**Фрагмент текста**
^^^^

Никакого нет сомнения, что Киселев знал о существовании Тайного Общества и смотрел на это сквозь пальцы. Впоследствии, когда попал под суд капитан Раевский, заведывавший школою взаимного обучения в дивизии Михайлы Орлова, и генерал Сабанеев отправил, при донесении, найденный у Раевского список всем тульчинским членам, они ожидали очень дурных для себя последствий по этому делу. Киселев призвал к себе Бурцева, который был у него старшим адъютантом, подал ему бумагу и приказал тотчас же по ней исполнить. Пришедши домой, Бурцев очень был удивлен, нашедши между листами данной ему бумаги список тульчинских членов, писанный Раевским и присланный Сабанеевым отдельно; Бурцев сжег список, и тем кончилось дело.
В это время Пестель замышлял республику в России, писал свою Русскую Правду. Он мне читал из нее отрывок и, сколько помнится, об устройстве волостей и селений. Он был слишком умен, чтобы видеть в Русской Правде будущую конституцию России. Своим сочинением он только приготовлялся, как он сам говорил, правильно действовать в Земской Думе и знать, когда придется, что о чем говорить. Некоторые отрывки из Русской Правды он читал Киселеву, который ему однажды заметил, что царю своему он предоставляет уже слишком много власти. Под словом царя Пестель разумел исполнительную власть.

^^^^

**Данные**
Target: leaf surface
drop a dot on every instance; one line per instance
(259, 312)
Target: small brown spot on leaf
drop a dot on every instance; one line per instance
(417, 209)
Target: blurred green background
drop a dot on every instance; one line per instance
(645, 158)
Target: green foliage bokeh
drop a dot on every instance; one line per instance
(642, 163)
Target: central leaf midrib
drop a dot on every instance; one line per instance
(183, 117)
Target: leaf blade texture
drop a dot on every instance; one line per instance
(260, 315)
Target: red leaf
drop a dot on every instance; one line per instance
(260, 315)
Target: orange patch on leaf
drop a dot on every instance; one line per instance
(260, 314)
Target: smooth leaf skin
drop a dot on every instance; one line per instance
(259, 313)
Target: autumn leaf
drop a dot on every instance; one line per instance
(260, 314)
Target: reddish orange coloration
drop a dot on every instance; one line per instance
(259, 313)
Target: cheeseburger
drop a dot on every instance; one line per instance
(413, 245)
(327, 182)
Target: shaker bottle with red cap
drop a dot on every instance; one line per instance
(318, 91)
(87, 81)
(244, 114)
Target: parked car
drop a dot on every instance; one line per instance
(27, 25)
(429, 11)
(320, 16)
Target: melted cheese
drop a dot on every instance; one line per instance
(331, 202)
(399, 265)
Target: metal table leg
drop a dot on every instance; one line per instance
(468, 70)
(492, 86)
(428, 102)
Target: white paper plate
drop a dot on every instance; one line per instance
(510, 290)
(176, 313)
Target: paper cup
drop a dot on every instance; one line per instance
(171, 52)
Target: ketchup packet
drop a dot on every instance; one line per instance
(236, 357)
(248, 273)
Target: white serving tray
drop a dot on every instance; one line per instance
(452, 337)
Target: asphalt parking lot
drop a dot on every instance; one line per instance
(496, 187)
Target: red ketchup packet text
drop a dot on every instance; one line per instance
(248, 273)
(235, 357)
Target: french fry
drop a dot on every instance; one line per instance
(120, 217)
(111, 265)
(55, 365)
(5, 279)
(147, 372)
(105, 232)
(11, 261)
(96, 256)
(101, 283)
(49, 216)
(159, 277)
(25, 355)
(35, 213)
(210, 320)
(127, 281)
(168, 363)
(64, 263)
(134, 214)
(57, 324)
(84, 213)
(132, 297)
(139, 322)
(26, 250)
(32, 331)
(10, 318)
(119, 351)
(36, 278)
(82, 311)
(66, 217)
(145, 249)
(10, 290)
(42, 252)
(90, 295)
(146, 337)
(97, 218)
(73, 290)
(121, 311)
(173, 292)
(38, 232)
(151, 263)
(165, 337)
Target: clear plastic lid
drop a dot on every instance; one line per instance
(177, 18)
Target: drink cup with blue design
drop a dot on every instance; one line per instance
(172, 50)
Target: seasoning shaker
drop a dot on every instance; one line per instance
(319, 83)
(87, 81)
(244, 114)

^^^^

**Письменные задания**
**a)** Что, согласно фрагменту текста о Киселеве и Пестеле, Бурцев сделал со списком тульчинских членов, который он нашел между листами данной ему бумаги?
**b)** Укажите число строк в записях, где встречается слово "paper".

**Список решений**
**a)** Бурцев сжег этот список.

**b)** 2